A TAREFA -> Dê continuidade ao texto sobre Machado de Assis e Carolina Augusta Xavier de Novaes, a partir da última frase apresentada.

TRECHO SELECIONADO ->
Wednesday, June 17, 2015

A verdadeira musa de Machado de Assis

Pedro J. Bondaczuk

O relacionamento de Machado de Assis com Carolina Augusta Xavier de Novaes – considerando namoro, noivado, casamento e vida conjugal de quase 35 anos – parece um desses romances de folhetim, tão a gosto dos sonhadores, com começo turbulento, contudo com meio e final felizes. Ou quase, porquanto a morte da esposa teve efeito arrasador na sempre tão frágil saúde do escritor, tornando sumamente penosos e amargos seus derradeiros quatro últimos anos de vida, repletos de dores e de saudades e possivelmente abreviando sua morte. Foi um relacionamento que tinha tudo para dar errado, e desde o começo, mas... não deu.

LINHAS DE DADOS ->
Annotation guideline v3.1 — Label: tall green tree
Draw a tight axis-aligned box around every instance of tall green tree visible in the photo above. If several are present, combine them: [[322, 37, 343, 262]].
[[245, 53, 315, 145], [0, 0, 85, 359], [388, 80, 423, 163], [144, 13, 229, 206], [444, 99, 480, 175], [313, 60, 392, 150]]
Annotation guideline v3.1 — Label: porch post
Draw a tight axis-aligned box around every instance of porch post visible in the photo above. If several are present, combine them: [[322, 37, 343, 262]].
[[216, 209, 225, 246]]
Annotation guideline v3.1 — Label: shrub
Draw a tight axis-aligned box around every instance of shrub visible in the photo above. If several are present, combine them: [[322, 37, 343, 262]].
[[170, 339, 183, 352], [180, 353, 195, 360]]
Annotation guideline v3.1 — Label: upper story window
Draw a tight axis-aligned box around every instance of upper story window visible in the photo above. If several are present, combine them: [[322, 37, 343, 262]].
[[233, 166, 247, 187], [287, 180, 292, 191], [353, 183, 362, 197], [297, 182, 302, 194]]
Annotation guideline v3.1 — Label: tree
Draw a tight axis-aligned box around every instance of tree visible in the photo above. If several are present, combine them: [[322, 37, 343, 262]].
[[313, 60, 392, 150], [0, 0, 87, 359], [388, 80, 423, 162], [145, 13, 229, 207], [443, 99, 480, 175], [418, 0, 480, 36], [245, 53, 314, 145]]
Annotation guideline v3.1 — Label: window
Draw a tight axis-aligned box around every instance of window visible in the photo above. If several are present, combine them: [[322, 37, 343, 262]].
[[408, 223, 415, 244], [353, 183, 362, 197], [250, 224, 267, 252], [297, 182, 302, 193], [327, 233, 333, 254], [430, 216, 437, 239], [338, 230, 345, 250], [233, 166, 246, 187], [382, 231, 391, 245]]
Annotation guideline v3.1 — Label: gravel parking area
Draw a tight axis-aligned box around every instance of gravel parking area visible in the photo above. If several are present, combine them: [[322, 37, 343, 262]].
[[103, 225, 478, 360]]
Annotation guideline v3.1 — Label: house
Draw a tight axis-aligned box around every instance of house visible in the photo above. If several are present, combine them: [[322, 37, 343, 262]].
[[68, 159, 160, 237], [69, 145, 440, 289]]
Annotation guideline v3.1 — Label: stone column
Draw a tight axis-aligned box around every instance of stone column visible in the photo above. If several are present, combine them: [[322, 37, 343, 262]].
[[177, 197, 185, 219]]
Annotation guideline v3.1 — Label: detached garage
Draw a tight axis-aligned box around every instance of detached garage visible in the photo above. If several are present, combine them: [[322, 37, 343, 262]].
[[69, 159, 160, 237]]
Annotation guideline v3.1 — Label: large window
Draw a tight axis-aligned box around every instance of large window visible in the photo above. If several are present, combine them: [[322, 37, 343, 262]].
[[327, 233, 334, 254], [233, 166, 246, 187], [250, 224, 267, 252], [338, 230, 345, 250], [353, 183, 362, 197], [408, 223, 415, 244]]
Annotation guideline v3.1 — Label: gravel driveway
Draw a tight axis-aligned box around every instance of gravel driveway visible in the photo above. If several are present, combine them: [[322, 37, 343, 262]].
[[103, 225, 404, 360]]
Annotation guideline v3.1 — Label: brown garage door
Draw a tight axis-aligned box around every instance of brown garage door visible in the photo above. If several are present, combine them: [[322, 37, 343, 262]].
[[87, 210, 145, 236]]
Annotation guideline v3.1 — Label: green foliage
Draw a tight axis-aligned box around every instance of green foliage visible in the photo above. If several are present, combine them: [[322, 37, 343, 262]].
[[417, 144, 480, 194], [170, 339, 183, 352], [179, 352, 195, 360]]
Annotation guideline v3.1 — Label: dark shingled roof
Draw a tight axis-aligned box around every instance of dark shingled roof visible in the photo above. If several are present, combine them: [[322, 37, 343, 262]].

RESPOSTA DA TAREFA ->
Trata-se de um aspecto da biografia de Machado de Assis que merece ser abordado em detalhes (o que me proponho a fazer na sequência). Não, todavia, por eventual mania de bisbilhotar a vida alheia à procura de eventuais escândalos (que neste caso não houve), mas  pela influência que essa companheira excepcional, carinhosa e culta, sua verdadeira “musa” teve sobre o escritor, contribuindo (e não ficaria nada surpreso se decisivamente) para que ele fosse o que foi: gênio das letras, que esbanjou cultura, sensibilidade, competência e talento. Poucas vezes o clichê que diz que “todo grande homem tem ao seu lado uma grande mulher” foi tão verdadeiro como neste caso.

Antes de narrar como o casal se conheceu, se casou e viveu em absoluta harmonia – posto que sem gerar filhos –, peço licença, caríssimo leitor, para fazer algumas considerações à margem, q        eu considero indispensáveis. A obra poética de Machado de Assis sugere que ele tenha sido grande amante. São muitas as mulheres às quais dedicou apaixonados poemas de amor. Todavia, ou estas foram somente idealizadas, frutos de sua imaginação (o que considero o mais provável), ou, se de fato existiram, eram paixões meramente platônicas. Duvido que ele haja namorado qualquer uma delas.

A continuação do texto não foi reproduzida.